■ **Task to carry out**
Rewrite all of the data below with "target" replaced by "object" and everything else left unchanged. Omit the pictures.

■ **Excerpted records**
******

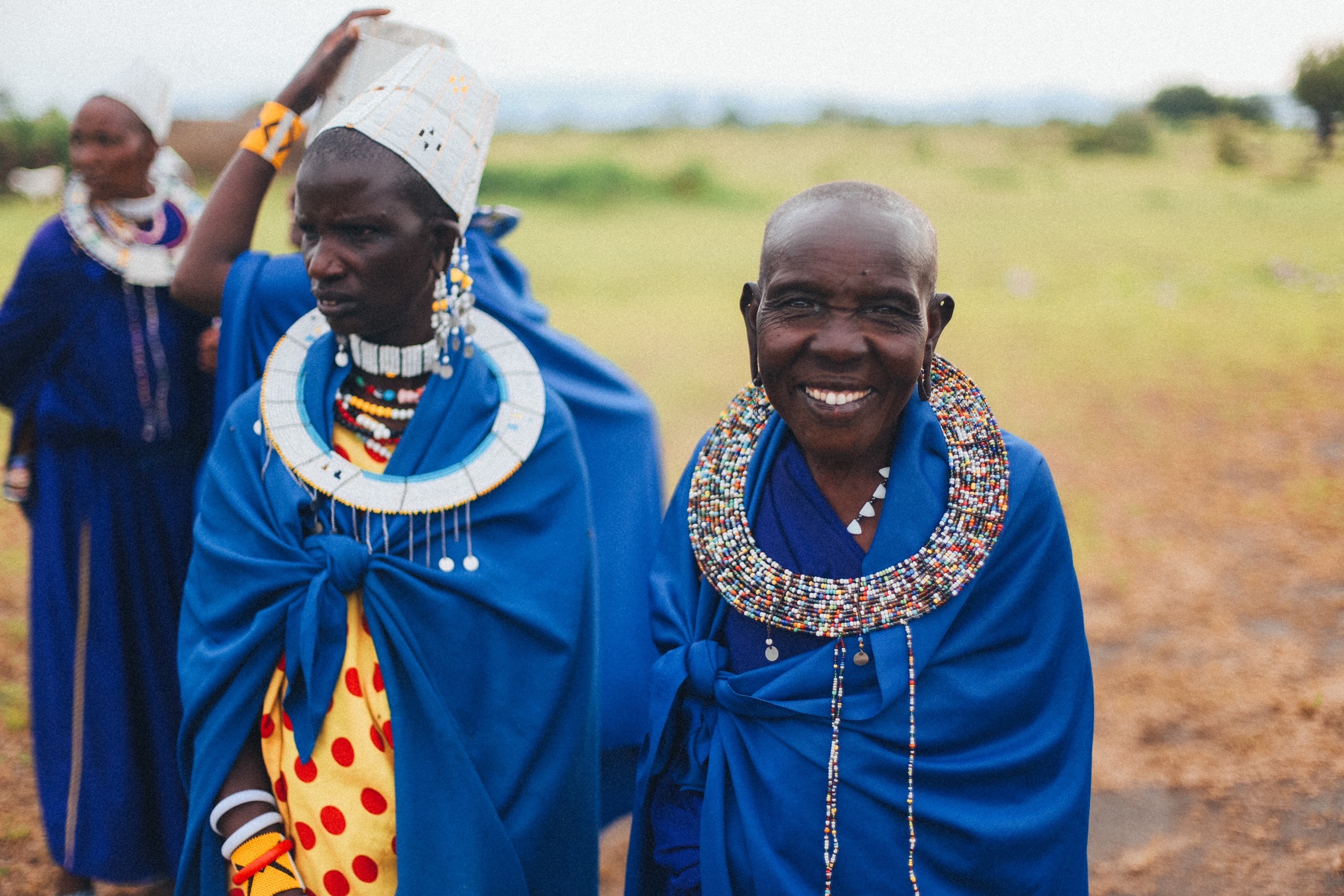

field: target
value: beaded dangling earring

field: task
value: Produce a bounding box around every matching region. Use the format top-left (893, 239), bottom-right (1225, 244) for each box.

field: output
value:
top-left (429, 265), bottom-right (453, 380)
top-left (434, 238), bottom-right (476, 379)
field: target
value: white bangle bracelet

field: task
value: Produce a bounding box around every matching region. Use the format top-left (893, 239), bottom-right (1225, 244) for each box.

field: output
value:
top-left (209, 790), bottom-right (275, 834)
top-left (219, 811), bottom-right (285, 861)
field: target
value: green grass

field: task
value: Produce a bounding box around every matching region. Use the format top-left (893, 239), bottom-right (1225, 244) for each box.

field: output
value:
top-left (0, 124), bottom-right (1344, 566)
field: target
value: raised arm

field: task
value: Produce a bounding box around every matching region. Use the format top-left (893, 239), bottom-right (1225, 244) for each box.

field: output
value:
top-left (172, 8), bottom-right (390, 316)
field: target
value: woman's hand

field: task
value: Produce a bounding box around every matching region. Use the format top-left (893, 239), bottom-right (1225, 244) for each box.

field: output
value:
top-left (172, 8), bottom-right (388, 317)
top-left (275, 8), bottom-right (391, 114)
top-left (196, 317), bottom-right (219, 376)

******

■ **Completed exercise**
field: object
value: beaded dangling earring

field: task
value: Produce a bounding box around every matching region. Use the format top-left (893, 239), bottom-right (1225, 244) for each box.

field: output
value:
top-left (429, 265), bottom-right (453, 380)
top-left (434, 238), bottom-right (476, 379)
field: object
value: white bangle bracelet

field: task
value: Produce a bounding box around every matching region. Use the format top-left (893, 239), bottom-right (1225, 244) for each box.

field: output
value:
top-left (209, 790), bottom-right (275, 834)
top-left (219, 811), bottom-right (285, 861)
field: object
value: green grass

field: task
value: Produce a bounding box around every matching region. Use the format top-left (893, 239), bottom-right (1225, 244) for each box.

field: output
value:
top-left (0, 124), bottom-right (1344, 566)
field: object
value: raised arm

field: task
value: Produce a bounding box around every matching region. Use the format top-left (893, 239), bottom-right (1225, 244) for each box.

field: output
value:
top-left (172, 8), bottom-right (390, 316)
field: object
value: woman's hand

field: task
value: Produce a bounding box around every matching region. Use the format top-left (893, 239), bottom-right (1225, 244) for each box.

field: output
value:
top-left (172, 8), bottom-right (388, 317)
top-left (275, 8), bottom-right (391, 114)
top-left (196, 317), bottom-right (219, 376)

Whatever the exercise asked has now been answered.